短い課題 1:
教育についての本文から、次の問いに答えてください。
(a) 生徒たちが共通して考えていることは何だと述べられていますか。
(b) 教員が名刺交換をすることはほとんどないように思うとされている場面を二つ挙げてください。
(c) 大学教員が名刺交換をすることがあるのは、何のためだと書かれていますか。

本文抜粋:
········

〔投げ銭〕唐池恒二『感動経営』に学ぶ感動教育

近年、学校教育の現場は、部活動問題・長時間労働問題・いじめ問題等、教育環境・労働環境の面で、負の側面ばかりが着目され、社畜の様相を示している

 公立学校の教員が過労死LINEに達しているのは、小学校で3割、中学校で6割と、文部科学省の調査で明らかになっている。

 働き方改革が進むなか、教員という職業が魅力的なものでなくなれば、人材不足になることが予想される。すなわち、人材不足により、指導力の質の低下により、国家全体の教育力の低下を招く恐れがある。

 その一方、大学入試改革で学力重視の一般入試から人物重視をAO・推薦入試へ、入試制度の中心が意向すること、ならびに、1980年代以降に私立大学が新設されたことによる大学進学率の増加、少子化による大学全入時代突入によって、大学生の学力が低下している傾向がある。

 ただし、一度考えてみたいことがある。高等学校、特に普通科のすべてが、東京大学などの偏差値上位校をさせる必要があるのだろうか。

大学のすべてが、大学院をもち、研究業績をあげたり、卒業生を上場企業に進学させたりする必要があるのだろうか。

 生徒達の目線で考えてみたい。
 4月に高校に入学していてきた生徒たちが、何を考えているか。
 進学校であり、教育困難校であれ、生徒たちが共通して考えていることは、何だろうか。
 それは、学生生活を充実したいということだ。
では、学生生活をどのように充実をしたいと思っているだろうか。自分が学生時代の頃のことを思い出してみる。
 学業、部活、プライベートを充実させること、どれが一番だったのだろうか。
そして、クラスメイトたちは、どれを一番重視していたのだろうか。

勉強ができない生徒、勉強をせずに遊びに専念する生徒たちに、「こんなことができなくて、就職したときに、社会に通用しない」と叱った経験のある先生は多いのではないだろうか。
 世間から見えると、教員は生涯学校の中で生活をしているので、社会のことは知らないと考える人もいる。

セールスマンの方は、名刺を顧客や取引先に対して渡すことがある。しかし、教員の場合はどうだろうか。教員間の研修でも、保護者との面談でも名刺交換をすることは、ほとんどないように思う。
 ただし、大学教員の場合は、研究発表などで企業の協力をえたり、他の大学に勤務する教員とやりとりをしたりするために、名刺交換をしたりすることがある。

········

記録データ:
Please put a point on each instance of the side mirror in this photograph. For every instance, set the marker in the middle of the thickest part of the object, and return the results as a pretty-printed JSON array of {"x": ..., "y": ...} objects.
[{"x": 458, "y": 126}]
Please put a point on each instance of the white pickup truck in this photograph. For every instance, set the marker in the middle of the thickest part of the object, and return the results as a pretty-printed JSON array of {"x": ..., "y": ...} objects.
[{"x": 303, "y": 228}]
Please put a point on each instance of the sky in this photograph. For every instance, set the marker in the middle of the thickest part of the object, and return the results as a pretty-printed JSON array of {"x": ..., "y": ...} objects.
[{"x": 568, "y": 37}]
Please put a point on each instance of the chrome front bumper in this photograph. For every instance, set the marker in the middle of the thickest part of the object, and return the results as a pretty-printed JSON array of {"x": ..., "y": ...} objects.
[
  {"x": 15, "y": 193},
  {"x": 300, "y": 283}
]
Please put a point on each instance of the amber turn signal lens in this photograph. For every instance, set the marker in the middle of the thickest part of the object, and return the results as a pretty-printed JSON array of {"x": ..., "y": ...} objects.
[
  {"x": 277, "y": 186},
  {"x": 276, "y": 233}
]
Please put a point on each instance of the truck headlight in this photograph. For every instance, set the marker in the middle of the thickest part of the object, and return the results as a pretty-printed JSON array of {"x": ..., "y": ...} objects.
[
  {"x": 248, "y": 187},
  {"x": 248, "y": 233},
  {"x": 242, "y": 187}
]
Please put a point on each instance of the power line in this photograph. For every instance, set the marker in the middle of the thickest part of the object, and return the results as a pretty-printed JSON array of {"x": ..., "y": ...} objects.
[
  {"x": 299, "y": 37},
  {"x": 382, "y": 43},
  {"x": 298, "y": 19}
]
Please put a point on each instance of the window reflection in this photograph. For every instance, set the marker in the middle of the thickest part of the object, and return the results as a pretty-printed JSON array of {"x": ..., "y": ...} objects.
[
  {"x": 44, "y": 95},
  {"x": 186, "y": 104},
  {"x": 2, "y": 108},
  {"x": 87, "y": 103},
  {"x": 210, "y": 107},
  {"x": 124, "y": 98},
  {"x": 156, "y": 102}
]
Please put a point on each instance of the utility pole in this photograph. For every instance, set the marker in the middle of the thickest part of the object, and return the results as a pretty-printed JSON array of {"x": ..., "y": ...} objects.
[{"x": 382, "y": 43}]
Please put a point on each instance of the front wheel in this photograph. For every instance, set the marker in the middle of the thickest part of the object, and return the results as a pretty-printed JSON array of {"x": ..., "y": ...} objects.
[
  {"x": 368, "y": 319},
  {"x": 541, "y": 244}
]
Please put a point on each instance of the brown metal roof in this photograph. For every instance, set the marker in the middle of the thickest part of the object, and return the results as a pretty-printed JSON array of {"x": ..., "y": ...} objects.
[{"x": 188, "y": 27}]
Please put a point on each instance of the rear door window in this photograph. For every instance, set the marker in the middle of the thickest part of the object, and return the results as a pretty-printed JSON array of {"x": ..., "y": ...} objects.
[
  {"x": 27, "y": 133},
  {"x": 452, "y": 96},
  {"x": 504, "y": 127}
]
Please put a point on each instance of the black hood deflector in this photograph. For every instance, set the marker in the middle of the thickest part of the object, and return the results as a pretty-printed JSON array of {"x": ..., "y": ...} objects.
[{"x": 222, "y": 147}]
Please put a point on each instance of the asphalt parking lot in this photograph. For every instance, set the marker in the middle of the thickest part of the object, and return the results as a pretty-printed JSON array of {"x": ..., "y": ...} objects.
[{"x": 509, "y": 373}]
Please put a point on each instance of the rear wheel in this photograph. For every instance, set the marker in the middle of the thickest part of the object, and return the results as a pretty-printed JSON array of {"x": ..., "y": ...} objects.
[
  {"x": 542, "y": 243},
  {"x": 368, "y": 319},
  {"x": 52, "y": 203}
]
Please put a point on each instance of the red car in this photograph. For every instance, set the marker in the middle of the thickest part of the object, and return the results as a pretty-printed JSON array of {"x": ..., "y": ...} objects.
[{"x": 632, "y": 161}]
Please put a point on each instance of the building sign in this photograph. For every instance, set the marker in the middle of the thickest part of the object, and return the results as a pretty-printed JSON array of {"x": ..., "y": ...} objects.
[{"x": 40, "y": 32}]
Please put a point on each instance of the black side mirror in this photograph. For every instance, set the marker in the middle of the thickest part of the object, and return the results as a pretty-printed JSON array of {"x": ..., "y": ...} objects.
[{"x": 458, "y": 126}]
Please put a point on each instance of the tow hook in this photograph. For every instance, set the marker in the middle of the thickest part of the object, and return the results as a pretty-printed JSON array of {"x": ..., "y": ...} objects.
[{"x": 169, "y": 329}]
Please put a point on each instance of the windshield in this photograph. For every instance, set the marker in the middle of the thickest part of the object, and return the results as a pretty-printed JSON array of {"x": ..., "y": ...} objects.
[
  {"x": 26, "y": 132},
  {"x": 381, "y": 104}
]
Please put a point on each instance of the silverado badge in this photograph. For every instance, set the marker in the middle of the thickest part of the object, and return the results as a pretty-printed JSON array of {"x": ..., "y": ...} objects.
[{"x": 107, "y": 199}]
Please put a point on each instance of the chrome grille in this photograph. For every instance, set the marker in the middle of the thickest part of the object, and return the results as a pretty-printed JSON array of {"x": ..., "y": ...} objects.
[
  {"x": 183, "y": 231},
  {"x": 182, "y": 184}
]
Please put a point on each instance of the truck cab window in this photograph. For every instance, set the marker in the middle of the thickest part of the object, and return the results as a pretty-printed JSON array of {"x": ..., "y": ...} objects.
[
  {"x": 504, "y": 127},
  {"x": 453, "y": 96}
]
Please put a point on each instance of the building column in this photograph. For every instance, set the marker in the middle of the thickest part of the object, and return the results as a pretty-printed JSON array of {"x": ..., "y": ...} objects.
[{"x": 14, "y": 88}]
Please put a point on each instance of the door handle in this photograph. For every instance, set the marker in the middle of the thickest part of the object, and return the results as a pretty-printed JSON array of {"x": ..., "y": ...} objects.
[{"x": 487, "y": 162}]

········

短い課題 2: 記録の行のうち、「Please put a point on each instance of the building column」を含む行から記録の最後の行までを、両端の行も含めてそのまま引用してください。

課題の解答 1:
(a) 学生生活を充実したいということです。
(b) 教員間の研修と、保護者との面談です。
(c) 研究発表などで企業の協力を得たり、他の大学に勤務する教員とやりとりをしたりするためです。

課題の解答 2:
Please put a point on each instance of the building column in this photograph. For every instance, set the marker in the middle of the thickest part of the object, and return the results as a pretty-printed JSON array of {"x": ..., "y": ...} objects.
[{"x": 14, "y": 88}]
Please put a point on each instance of the door handle in this photograph. For every instance, set the marker in the middle of the thickest part of the object, and return the results as a pretty-printed JSON array of {"x": ..., "y": ...} objects.
[{"x": 487, "y": 162}]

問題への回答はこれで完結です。